▶ Data provided
□ □ □ □

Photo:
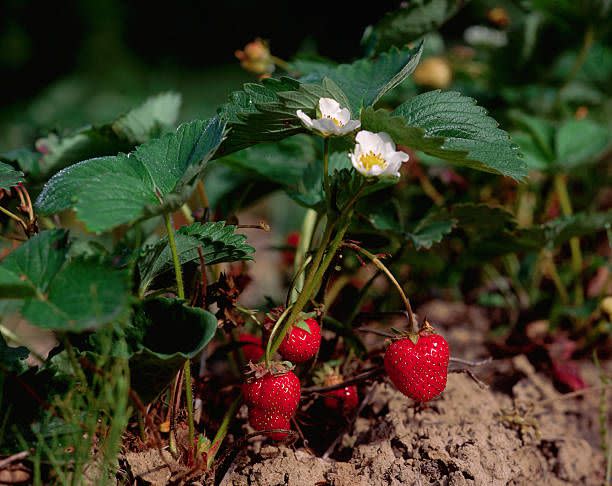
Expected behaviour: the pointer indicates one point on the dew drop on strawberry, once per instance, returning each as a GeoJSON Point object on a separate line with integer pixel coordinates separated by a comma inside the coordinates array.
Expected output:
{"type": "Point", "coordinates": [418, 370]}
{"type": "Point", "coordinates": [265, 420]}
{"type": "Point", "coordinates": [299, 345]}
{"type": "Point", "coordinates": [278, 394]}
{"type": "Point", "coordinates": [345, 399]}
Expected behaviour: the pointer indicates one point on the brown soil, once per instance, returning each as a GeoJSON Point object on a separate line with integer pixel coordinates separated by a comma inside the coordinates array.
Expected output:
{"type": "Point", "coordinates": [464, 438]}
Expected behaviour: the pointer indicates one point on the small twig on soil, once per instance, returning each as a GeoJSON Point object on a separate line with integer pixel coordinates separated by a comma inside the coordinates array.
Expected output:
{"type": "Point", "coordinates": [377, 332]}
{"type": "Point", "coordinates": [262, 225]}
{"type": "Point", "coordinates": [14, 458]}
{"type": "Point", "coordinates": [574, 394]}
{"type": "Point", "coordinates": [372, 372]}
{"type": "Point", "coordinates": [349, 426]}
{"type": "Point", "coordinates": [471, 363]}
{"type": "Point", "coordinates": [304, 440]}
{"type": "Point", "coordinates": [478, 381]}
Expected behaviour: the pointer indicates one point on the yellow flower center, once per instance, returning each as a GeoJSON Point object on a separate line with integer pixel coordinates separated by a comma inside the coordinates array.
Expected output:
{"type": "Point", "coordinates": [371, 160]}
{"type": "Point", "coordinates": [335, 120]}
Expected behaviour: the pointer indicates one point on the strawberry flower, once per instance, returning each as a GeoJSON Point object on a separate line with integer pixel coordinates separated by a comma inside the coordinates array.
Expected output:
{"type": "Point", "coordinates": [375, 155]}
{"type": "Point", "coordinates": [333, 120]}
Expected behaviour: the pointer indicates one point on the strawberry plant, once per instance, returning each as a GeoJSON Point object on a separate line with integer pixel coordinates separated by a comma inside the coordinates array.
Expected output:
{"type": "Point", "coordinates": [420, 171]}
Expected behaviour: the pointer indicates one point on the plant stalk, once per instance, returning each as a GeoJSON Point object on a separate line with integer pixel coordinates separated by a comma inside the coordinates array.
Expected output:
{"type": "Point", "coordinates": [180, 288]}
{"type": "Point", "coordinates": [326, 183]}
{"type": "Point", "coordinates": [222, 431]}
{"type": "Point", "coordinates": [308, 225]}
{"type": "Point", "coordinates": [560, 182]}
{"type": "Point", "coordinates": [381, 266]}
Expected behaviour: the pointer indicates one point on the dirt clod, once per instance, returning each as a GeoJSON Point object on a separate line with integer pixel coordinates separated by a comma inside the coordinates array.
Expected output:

□ □ □ □

▶ Exercise
Only one span is to be repeated: the line with "Expected behaviour: the pointer indicates one point on the plant" through the final line of the entries above, word for word.

▶ The completed task
Expected behaviour: the pointer indicates one point on the plant stalk, once per instance, returning each as a GeoJSON Point object on a separate line with integer pixel coordinates separated by a comma inside the coordinates array.
Expected output:
{"type": "Point", "coordinates": [180, 288]}
{"type": "Point", "coordinates": [326, 183]}
{"type": "Point", "coordinates": [222, 431]}
{"type": "Point", "coordinates": [308, 225]}
{"type": "Point", "coordinates": [560, 182]}
{"type": "Point", "coordinates": [381, 266]}
Expected behaviour: the pointer indicates one point on the dirt clod, once per instance, returning each as a GeoJSON Point object on a separate line with integer pixel coordinates separated by a comma inside the coordinates array.
Expected output:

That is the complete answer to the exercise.